» **ACTION ITEM**: Copy the data below verbatim, leaving no line out.

─── LISTED RECORDS ───

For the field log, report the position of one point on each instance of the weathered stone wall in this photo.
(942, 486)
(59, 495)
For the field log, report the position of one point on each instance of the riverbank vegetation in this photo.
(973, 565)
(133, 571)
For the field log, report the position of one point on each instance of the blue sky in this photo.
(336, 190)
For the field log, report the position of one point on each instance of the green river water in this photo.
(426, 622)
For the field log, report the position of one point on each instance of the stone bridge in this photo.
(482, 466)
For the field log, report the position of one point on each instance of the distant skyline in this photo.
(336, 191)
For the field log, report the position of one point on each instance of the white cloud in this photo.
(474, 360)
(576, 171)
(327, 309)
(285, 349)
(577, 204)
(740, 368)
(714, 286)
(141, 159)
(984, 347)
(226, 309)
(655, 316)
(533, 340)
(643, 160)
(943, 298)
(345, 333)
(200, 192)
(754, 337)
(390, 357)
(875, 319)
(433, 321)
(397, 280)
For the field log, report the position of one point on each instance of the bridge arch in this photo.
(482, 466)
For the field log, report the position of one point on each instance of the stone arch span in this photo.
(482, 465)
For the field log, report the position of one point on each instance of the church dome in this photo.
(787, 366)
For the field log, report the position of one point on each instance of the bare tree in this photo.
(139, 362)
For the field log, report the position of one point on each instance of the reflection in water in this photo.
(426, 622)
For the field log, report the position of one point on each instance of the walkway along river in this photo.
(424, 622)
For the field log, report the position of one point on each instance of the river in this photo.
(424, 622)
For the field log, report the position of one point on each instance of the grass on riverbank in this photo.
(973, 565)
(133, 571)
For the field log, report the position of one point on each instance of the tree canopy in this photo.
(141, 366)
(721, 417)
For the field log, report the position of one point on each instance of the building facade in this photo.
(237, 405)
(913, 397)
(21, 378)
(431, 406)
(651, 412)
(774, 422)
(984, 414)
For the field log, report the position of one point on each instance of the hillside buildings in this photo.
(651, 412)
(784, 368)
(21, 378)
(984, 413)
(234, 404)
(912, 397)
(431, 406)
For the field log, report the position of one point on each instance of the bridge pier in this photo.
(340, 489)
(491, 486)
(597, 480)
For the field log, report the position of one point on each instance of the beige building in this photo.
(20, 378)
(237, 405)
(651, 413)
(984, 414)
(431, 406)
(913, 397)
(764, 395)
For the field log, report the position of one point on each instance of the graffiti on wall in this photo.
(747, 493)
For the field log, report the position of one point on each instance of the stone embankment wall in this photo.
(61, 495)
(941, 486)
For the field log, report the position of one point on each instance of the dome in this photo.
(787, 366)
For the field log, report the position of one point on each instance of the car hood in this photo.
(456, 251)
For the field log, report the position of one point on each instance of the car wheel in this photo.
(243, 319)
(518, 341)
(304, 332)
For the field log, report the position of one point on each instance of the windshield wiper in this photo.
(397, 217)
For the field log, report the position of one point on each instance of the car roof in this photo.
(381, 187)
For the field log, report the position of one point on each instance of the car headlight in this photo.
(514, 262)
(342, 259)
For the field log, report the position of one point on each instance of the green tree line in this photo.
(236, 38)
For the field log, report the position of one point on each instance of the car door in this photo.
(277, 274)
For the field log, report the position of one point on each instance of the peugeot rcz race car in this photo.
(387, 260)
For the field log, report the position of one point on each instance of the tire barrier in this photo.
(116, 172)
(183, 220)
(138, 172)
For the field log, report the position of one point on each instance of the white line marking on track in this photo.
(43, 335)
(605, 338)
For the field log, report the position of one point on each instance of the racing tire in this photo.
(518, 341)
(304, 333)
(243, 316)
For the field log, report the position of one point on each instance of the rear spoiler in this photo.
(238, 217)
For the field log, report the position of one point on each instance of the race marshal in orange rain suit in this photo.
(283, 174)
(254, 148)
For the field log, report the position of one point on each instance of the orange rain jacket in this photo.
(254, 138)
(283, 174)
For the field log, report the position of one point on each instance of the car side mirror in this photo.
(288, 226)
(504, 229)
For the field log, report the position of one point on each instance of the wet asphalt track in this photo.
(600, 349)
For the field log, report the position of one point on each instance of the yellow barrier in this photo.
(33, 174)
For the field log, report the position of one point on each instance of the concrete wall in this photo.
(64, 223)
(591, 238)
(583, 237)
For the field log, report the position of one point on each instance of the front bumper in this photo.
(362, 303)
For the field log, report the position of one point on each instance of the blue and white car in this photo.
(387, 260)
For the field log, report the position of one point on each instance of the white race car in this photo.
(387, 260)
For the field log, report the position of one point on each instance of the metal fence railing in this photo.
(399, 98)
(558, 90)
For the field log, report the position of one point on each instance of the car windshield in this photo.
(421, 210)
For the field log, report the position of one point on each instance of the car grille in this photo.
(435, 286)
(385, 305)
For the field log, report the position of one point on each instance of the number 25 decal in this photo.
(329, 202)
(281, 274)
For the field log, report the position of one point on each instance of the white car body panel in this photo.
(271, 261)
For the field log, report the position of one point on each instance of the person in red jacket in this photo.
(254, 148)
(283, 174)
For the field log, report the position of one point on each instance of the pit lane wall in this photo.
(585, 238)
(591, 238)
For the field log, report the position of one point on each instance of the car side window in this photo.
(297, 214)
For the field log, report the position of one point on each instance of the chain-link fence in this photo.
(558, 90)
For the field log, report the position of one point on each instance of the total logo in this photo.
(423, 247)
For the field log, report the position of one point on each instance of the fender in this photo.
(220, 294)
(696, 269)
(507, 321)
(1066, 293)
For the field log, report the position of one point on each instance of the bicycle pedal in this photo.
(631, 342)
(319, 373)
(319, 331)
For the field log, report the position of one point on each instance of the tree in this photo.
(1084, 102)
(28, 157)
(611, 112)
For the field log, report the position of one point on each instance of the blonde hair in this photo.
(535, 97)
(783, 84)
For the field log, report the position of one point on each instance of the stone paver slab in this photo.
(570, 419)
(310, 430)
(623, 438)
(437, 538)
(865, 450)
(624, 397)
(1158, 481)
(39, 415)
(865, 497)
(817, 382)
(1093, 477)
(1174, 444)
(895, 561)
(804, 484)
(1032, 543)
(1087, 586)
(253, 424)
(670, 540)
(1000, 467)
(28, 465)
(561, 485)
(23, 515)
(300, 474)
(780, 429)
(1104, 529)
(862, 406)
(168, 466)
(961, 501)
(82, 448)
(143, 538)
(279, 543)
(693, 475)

───

» **EXERCISE SOLUTION**:
For the field log, report the position of one point on each instance of the weathered stone wall in this photo.
(942, 486)
(59, 495)
For the field log, report the position of one point on each instance of the riverbank vegetation in this photo.
(973, 565)
(133, 571)
For the field log, report the position of one point on each instance of the blue sky in this photo.
(336, 190)
For the field log, report the position of one point on each instance of the green river water in this photo.
(426, 622)
For the field log, report the position of one point on each instance of the stone bridge in this photo.
(482, 466)
For the field log, report the position of one point on each instance of the distant skyline in this photo.
(336, 191)
For the field log, report the position of one point on each instance of the white cloud in this photo.
(474, 360)
(576, 171)
(327, 309)
(285, 349)
(577, 204)
(740, 368)
(714, 286)
(141, 159)
(984, 347)
(226, 309)
(655, 316)
(533, 340)
(643, 160)
(943, 298)
(345, 333)
(200, 192)
(754, 337)
(390, 357)
(875, 319)
(433, 321)
(397, 280)
For the field log, report the position of one point on each instance of the bridge arch in this photo.
(482, 466)
For the field log, report the position of one point on each instance of the stone arch span in this photo.
(482, 465)
For the field log, report the position of one point on each instance of the church dome in this photo.
(787, 366)
For the field log, report the position of one point on each instance of the bare tree in this photo.
(139, 362)
For the field log, report the position of one point on each instance of the reflection in water in this photo.
(426, 622)
For the field log, report the position of one point on each instance of the walkway along river in this photo.
(424, 622)
For the field log, report the position of one point on each instance of the river in this photo.
(424, 622)
For the field log, report the position of one point on each instance of the grass on riverbank in this photo.
(973, 565)
(133, 571)
For the field log, report the position of one point on each instance of the tree canopy in this photo.
(141, 366)
(721, 417)
For the field log, report the position of one point on each instance of the building facade in this photo.
(237, 405)
(913, 397)
(21, 378)
(431, 406)
(651, 412)
(774, 422)
(984, 414)
For the field log, report the position of one point on each instance of the hillside buildings in this photo.
(651, 412)
(784, 368)
(21, 378)
(984, 413)
(234, 404)
(912, 397)
(431, 406)
For the field log, report the position of one point on each instance of the bridge pier in this photo.
(340, 489)
(491, 486)
(597, 480)
For the field log, report the position of one point on each instance of the beige building in this photo.
(20, 378)
(237, 405)
(651, 413)
(984, 414)
(431, 406)
(913, 397)
(764, 395)
For the field log, report the position of one point on each instance of the graffiti on wall in this photo.
(747, 493)
For the field log, report the position of one point on each instance of the stone embankment wall in this photo.
(61, 495)
(941, 486)
For the field log, report the position of one point on each instance of the dome in this photo.
(787, 366)
For the field log, report the position of one point on each instance of the car hood in this photo.
(456, 251)
For the field log, report the position of one point on each instance of the car wheel in this photo.
(243, 319)
(518, 341)
(304, 332)
For the field log, report the position of one point on each instance of the windshield wiper in this photo.
(397, 217)
For the field log, report the position of one point on each instance of the car roof in this photo.
(381, 187)
For the field log, report the position of one point on each instance of the car headlight in this photo.
(514, 262)
(342, 259)
For the field log, report the position of one point on each instance of the green tree line in this photo.
(236, 38)
For the field log, report the position of one point on each instance of the car door in this photo.
(277, 274)
For the field log, report the position of one point on each instance of the peugeot rcz race car in this photo.
(387, 260)
For the field log, report the position of one point on each instance of the tire barrier in this photo.
(116, 172)
(183, 220)
(138, 172)
For the field log, report the position of one point on each instance of the white line marking on track in this photo.
(43, 335)
(605, 338)
For the field log, report the position of one point on each instance of the racing tire in this photo.
(518, 341)
(304, 333)
(243, 316)
For the field log, report the position of one point on each instance of the rear spoiler in this photo.
(238, 217)
For the field log, report the position of one point on each instance of the race marshal in orange rain suit in this photo.
(283, 174)
(254, 148)
For the field log, report the position of one point on each instance of the orange rain jacket in this photo.
(254, 138)
(283, 174)
For the field log, report the position of one point on each instance of the car side mirror in this photo.
(288, 226)
(504, 229)
For the field log, report the position of one point on each instance of the wet asphalt track in this photo.
(600, 349)
For the field log, report the position of one point on each instance of the yellow barrier in this photo.
(33, 174)
For the field log, report the position of one point on each instance of the concrete wall in this photo.
(64, 223)
(591, 238)
(583, 237)
For the field log, report the position of one point on each instance of the front bumper in this photo.
(362, 303)
For the field log, report the position of one point on each instance of the blue and white car in this photo.
(387, 260)
For the field log, report the position of one point on each instance of the white race car in this photo.
(387, 260)
For the field log, report the position of one point on each instance of the metal fence railing in this photo.
(399, 98)
(558, 90)
For the field log, report the position of one point on each instance of the car windshield in this photo.
(421, 210)
For the field log, report the position of one point on each instance of the car grille in this photo.
(435, 286)
(385, 305)
For the field log, report the position of one point on each instance of the number 25 decal in this photo.
(329, 202)
(281, 274)
For the field log, report the position of one point on each instance of the white car body panel in this photo.
(271, 261)
For the field log, report the position of one point on each instance of the person in red jacket in this photo.
(254, 148)
(283, 174)
For the field log, report the position of one point on each instance of the pit lane wall in this photo.
(585, 238)
(591, 238)
For the field log, report the position of one point on each instance of the car side window in this photo.
(297, 214)
For the field log, report the position of one point on each instance of the chain-link fence in this photo.
(558, 90)
For the field log, report the position of one point on each instance of the total logo in this photo.
(423, 247)
For the field log, report the position of one point on each instance of the fender in this photo.
(220, 294)
(696, 269)
(507, 321)
(1066, 293)
For the field log, report the position of one point on each instance of the bicycle pedal in this photo.
(631, 342)
(319, 373)
(319, 331)
For the field log, report the position of one point on each instance of the tree in this photo.
(1084, 102)
(28, 157)
(611, 112)
For the field log, report the position of one point on each instance of the blonde hair in this photo.
(535, 97)
(783, 84)
For the field log, report the position of one point on each instance of the stone paver slab in this photo.
(570, 419)
(310, 430)
(623, 438)
(437, 538)
(865, 450)
(624, 397)
(1158, 481)
(39, 415)
(865, 497)
(817, 382)
(1093, 477)
(1174, 444)
(895, 561)
(804, 484)
(1032, 543)
(1087, 586)
(253, 424)
(670, 540)
(1000, 467)
(28, 465)
(561, 485)
(23, 515)
(300, 474)
(780, 429)
(1104, 529)
(862, 406)
(168, 466)
(961, 501)
(82, 448)
(143, 538)
(279, 543)
(693, 475)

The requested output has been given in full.